*** Given text ***

Fentanyl overdoses tragically caused tens of thousands of preventable deaths last year. Many politicians who want to end U.S. asylum law claim that immigrants crossing the border illegally are responsible. An NPR‐​Ipsos poll found that 39 percent of Americans and 60 percent of Republicans believe, “Most of the fentanyl entering the U.S. is smuggled in by unauthorized migrants crossing the border illegally.” A more accurate summary is that fentanyl is overwhelmingly smuggled by U.S. citizens, almost entirely for U.S. citizen consumers.

Here are the facts:

  • Fentanyl smuggling is ultimately funded by U.S. consumers who pay for illicit opioids: nearly 99 percent of whom are U.S. citizens.
  • In 2022, U.S. citizens were 89 percent of convicted fentanyl drug traffickers—12 times greater than convictions of illegal immigrants for the same offense.
  • In 2023, 93 percent of fentanyl seizures occurred at legal crossing points or interior vehicle checkpoints, not on illegal migration routes, so U.S. citizens (who are subject to less scrutiny) when crossing legally are the best smugglers.
  • The location of smuggling makes sense because hard drugs at ports of entry are at least 96 percent less likely to be stopped than people crossing illegally between them.
  • At most, just 0.009 percent of the people arrested by Border Patrol for crossing illegally possessed any fentanyl whatsoever.

*** Excerpted records ***

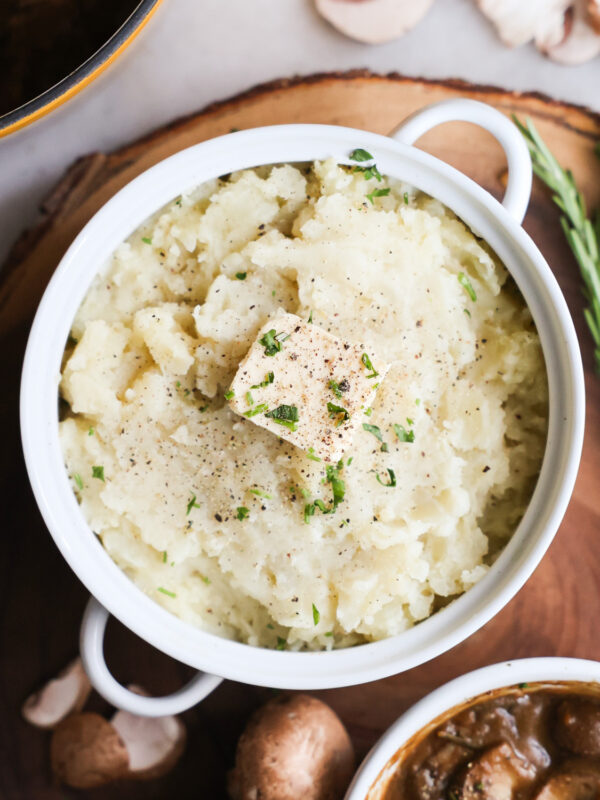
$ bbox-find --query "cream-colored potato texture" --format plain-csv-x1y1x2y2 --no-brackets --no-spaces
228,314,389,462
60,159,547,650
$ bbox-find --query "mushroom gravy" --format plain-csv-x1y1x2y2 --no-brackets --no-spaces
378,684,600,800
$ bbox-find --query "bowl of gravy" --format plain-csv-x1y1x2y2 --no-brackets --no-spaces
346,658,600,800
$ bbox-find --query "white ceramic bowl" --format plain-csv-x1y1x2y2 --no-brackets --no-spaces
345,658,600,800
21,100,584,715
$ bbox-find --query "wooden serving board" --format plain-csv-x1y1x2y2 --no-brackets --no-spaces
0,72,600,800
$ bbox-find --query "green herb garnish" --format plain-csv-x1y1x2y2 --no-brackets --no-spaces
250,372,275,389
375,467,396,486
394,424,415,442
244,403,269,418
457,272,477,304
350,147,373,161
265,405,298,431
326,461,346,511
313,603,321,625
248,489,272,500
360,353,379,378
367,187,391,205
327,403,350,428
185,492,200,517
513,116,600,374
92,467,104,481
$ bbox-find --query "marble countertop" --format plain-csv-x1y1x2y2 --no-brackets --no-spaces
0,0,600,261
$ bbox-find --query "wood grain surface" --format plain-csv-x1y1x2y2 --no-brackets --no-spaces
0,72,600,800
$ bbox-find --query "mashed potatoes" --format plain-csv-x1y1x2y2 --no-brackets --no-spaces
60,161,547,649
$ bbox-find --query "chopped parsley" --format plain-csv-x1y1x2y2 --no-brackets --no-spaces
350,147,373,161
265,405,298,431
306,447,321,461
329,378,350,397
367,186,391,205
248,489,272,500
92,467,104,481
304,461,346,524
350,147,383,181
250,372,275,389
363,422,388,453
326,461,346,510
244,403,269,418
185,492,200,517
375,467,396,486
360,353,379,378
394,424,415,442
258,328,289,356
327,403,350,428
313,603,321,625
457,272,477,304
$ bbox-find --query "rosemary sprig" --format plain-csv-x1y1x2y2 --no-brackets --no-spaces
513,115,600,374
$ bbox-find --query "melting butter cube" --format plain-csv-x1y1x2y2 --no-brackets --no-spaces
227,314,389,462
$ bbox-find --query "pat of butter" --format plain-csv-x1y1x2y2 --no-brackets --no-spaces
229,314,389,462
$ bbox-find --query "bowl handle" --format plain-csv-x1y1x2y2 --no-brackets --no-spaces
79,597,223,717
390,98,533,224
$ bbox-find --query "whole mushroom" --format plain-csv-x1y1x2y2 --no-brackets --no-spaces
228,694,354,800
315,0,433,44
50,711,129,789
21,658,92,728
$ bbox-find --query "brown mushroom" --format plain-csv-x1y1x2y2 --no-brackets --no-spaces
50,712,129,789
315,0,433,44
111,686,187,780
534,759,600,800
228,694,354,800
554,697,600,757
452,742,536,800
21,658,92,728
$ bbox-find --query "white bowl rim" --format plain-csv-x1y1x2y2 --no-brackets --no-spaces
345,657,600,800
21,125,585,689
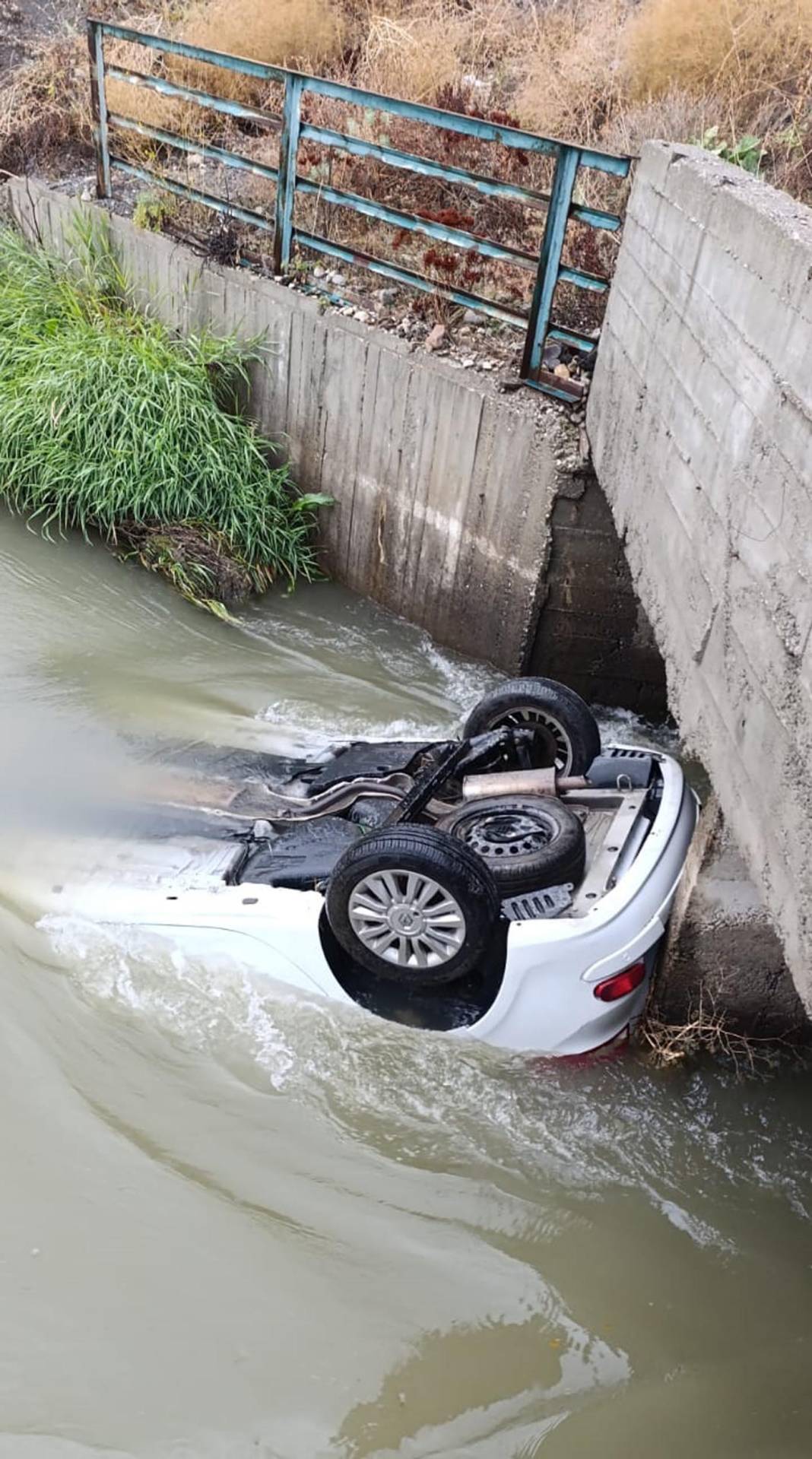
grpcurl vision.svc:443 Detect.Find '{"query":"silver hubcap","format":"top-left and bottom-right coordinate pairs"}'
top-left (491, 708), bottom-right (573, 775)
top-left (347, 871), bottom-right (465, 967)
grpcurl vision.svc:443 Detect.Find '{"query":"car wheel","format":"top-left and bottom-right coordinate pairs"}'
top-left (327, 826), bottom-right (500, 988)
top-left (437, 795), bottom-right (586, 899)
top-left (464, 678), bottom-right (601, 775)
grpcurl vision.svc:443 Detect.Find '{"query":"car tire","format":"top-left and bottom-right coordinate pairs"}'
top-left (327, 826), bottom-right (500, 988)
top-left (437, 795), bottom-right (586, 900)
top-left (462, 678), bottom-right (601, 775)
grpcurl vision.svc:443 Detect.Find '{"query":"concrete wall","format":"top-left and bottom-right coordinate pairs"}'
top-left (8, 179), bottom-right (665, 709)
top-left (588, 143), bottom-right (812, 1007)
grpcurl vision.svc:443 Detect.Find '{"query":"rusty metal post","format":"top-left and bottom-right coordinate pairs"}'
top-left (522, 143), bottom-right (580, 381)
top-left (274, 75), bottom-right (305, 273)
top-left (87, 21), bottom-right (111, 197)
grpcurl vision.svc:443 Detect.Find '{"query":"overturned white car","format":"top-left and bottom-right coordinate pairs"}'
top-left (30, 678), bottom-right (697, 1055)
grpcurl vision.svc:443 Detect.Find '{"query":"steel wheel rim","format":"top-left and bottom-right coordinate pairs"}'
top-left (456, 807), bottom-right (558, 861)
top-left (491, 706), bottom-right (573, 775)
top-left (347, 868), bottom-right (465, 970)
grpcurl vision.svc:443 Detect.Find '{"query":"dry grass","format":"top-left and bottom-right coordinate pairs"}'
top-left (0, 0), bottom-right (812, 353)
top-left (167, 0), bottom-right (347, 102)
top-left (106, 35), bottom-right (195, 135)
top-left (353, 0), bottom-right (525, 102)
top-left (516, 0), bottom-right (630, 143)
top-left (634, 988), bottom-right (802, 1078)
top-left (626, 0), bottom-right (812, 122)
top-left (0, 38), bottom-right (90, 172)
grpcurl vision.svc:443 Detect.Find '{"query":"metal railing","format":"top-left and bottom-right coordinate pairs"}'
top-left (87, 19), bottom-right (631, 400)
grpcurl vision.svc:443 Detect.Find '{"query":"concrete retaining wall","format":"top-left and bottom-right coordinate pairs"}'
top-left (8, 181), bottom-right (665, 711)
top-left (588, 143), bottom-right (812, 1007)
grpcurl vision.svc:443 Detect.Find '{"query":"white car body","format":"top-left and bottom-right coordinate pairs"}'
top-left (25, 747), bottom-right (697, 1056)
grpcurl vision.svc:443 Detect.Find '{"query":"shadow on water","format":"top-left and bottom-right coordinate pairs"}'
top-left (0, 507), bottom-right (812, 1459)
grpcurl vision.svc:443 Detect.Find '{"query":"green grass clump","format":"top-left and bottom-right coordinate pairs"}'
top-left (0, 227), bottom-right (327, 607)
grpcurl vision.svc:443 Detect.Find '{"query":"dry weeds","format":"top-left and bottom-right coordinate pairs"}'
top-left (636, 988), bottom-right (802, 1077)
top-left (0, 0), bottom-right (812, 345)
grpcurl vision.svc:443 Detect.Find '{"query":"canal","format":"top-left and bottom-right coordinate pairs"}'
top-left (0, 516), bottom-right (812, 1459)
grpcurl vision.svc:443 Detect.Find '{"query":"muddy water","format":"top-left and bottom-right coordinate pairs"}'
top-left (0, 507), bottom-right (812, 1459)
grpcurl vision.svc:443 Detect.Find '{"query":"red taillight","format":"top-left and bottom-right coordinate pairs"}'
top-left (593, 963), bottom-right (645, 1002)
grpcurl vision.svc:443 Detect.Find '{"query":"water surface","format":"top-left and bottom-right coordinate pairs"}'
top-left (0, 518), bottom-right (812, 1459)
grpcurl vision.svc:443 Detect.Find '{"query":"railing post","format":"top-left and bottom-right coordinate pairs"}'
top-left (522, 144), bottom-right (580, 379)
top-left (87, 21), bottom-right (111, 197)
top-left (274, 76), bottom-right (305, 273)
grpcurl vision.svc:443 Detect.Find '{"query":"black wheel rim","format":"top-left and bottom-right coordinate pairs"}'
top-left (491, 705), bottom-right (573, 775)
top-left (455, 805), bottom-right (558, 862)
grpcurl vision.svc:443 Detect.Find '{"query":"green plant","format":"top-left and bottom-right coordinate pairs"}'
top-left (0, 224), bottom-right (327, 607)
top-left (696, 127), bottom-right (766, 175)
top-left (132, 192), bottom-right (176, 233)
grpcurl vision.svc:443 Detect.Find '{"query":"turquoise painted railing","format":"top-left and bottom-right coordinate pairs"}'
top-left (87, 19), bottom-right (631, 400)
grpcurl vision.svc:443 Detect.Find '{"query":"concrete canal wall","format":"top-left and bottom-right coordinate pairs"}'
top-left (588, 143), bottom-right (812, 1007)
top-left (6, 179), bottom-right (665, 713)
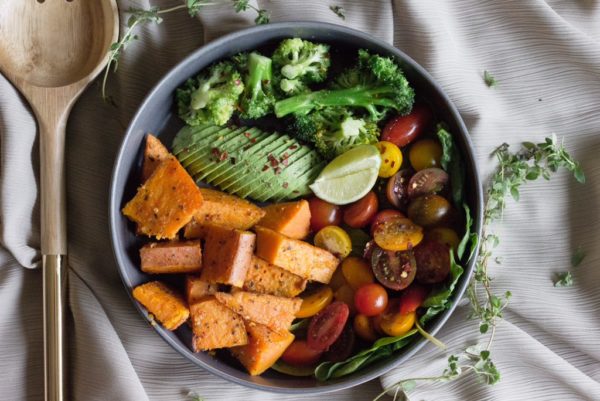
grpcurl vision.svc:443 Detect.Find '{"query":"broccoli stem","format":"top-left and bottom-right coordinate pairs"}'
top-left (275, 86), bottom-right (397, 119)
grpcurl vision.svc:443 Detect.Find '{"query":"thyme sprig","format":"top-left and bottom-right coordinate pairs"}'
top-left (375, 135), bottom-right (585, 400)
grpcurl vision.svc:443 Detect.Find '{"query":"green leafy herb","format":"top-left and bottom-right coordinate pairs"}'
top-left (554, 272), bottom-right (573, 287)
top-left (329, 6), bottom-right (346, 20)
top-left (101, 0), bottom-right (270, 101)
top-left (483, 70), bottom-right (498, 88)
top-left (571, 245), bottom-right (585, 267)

***

## [Exercise A]
According to the text on fentanyl smuggling above, are the following statements correct? (i) In 2022, illegal immigrants made up 89 percent of convicted fentanyl drug traffickers. (ii) In 2023, 93 percent of fentanyl seizures took place at legal crossing points or interior vehicle checkpoints. (iii) The NPR-Ipsos poll found that 60 percent of Republicans believe most fentanyl entering the U.S. is smuggled in by unauthorized migrants. For each, answer yes or no and quote the words from the text that decide it.
## [Exercise B]
Reproduce, without any change, the part of the text on fentanyl smuggling that opens with the words containing "Fentanyl overdoses tragically" and closes with "the same offense.".
## [Exercise C]
Finish out the next part of the text on fentanyl smuggling, picking up after its final sentence.

## [Response A]
(i) No: "In 2022, U.S. citizens were 89 percent of convicted fentanyl drug traffickers"
(ii) Yes: "In 2023, 93 percent of fentanyl seizures occurred at legal crossing points or interior vehicle checkpoints"
(iii) Yes: "39 percent of Americans and 60 percent of Republicans believe"

## [Response B]
Fentanyl overdoses tragically caused tens of thousands of preventable deaths last year. Many politicians who want to end U.S. asylum law claim that immigrants crossing the border illegally are responsible. An NPR‐​Ipsos poll found that 39 percent of Americans and 60 percent of Republicans believe, “Most of the fentanyl entering the U.S. is smuggled in by unauthorized migrants crossing the border illegally.” A more accurate summary is that fentanyl is overwhelmingly smuggled by U.S. citizens, almost entirely for U.S. citizen consumers.

Here are the facts:

  • Fentanyl smuggling is ultimately funded by U.S. consumers who pay for illicit opioids: nearly 99 percent of whom are U.S. citizens.
  • In 2022, U.S. citizens were 89 percent of convicted fentanyl drug traffickers—12 times greater than convictions of illegal immigrants for the same offense.

## [Response C]
  • Each individual busted for fentanyl by Border Patrol possessed, on average, half as much fentanyl as each person busted at ports of entry in 2023 (10 versus 20 pounds).
  • The government exacerbated the problem by banning most legal cross‐​border traffic in 2020 and 2021, accelerating a switch to fentanyl (the easiest‐​to‐​conceal drug).
  • During the travel restrictions, fentanyl seizures at ports quadrupled from fiscal year 2019 to 2021. Fentanyl went from a third of combined heroin and fentanyl seizures to over 90 percent.
  • Annual deaths from fentanyl nearly doubled from 2019 to 2021 after the government banned most travel (and asylum).

It is monstrous that tens of thousands of people are dying unnecessarily every year from fentanyl. But banning asylum and limiting travel backfired. Reducing deaths requires figuring out the cause, not jumping to blame a group that is not responsible. Instead of attacking immigrants, policymakers should focus on effective solutions that help people at risk of a fentanyl overdose.